Given instruction: Set down, word for word, the portion of the passage on attention spans and trust in the news that opens with the words containing "In the information" and closes with "and age groups.".

Text excerpt:
_ _ _ _ _
In the information age of American politics, who do you trust to give you the news you need?
In 2016, a Microsoft-sponsored study stated that the human attention span lowered from 12 seconds to 8 seconds in a span of over a decade, meaning the human attention span is now less than that of a goldfish. This decrease in attention span was seen across all genders and age groups.
Even I was skeptical about such a development until I learned last week that Americans check their phone about 96 times per day, or about every ten minutes. These fun facts may not matter on the surface, but it shows many of you aren’t paying attention. More so, it shows how there are so many factors working against you.
Just a few weeks ago a voting audit took place in Arizona. Many interesting details were found but, oddly enough, the most popular mainstream media publications did not report its findings. Instead, they reemphasized narratives that steer your decision making towards certain agendas unbeknownst to you.
I ask, are your thoughts, your thoughts? If not, who put them there? Why did they put them there? And lastly, to what benefits do they reap by making you think the way they want you to?
_ _ _ _ _
Data block:
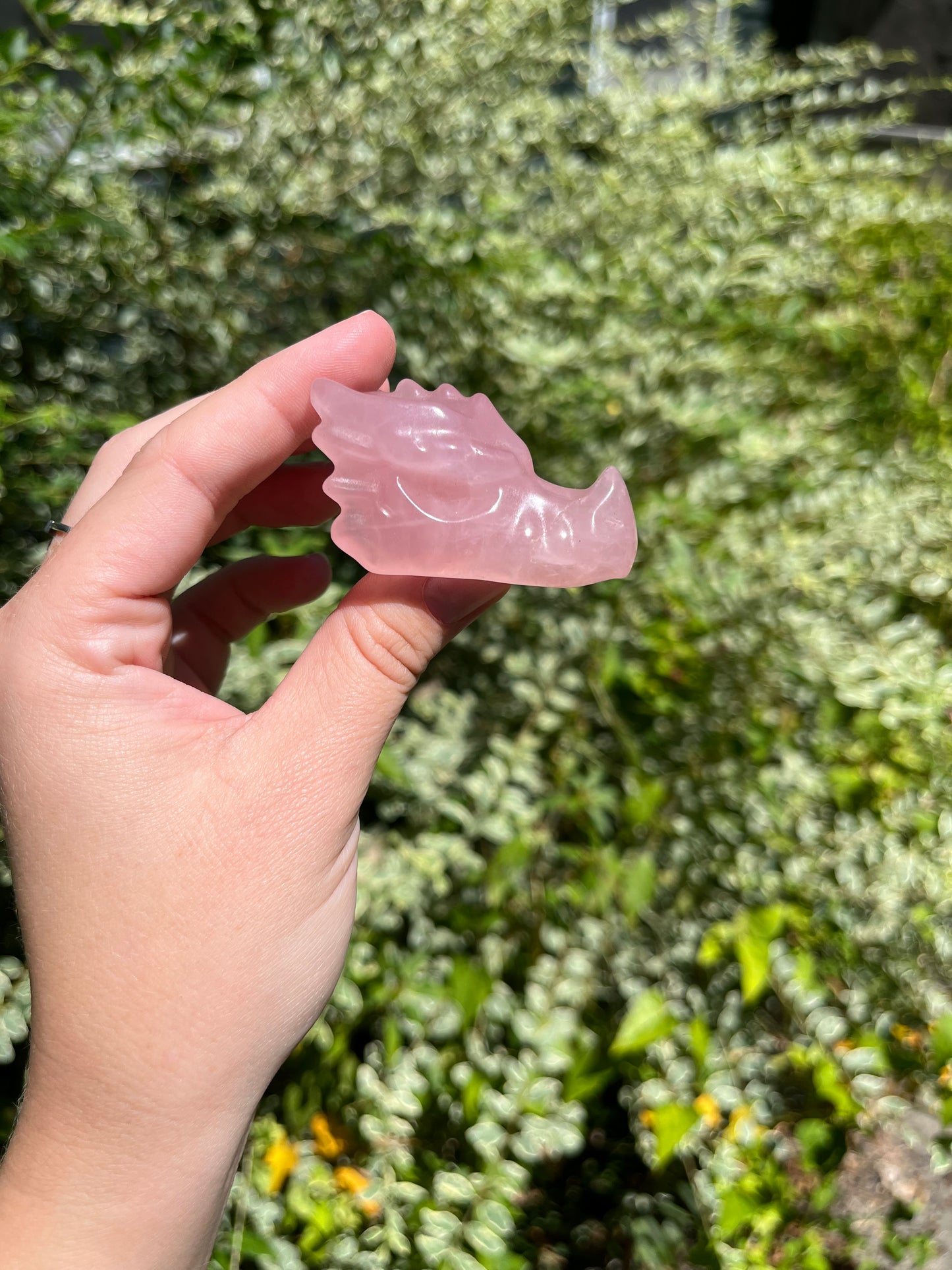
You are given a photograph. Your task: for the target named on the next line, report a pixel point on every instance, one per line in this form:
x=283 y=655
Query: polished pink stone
_ _ _ _ _
Exercise answer:
In the information age of American politics, who do you trust to give you the news you need?
In 2016, a Microsoft-sponsored study stated that the human attention span lowered from 12 seconds to 8 seconds in a span of over a decade, meaning the human attention span is now less than that of a goldfish. This decrease in attention span was seen across all genders and age groups.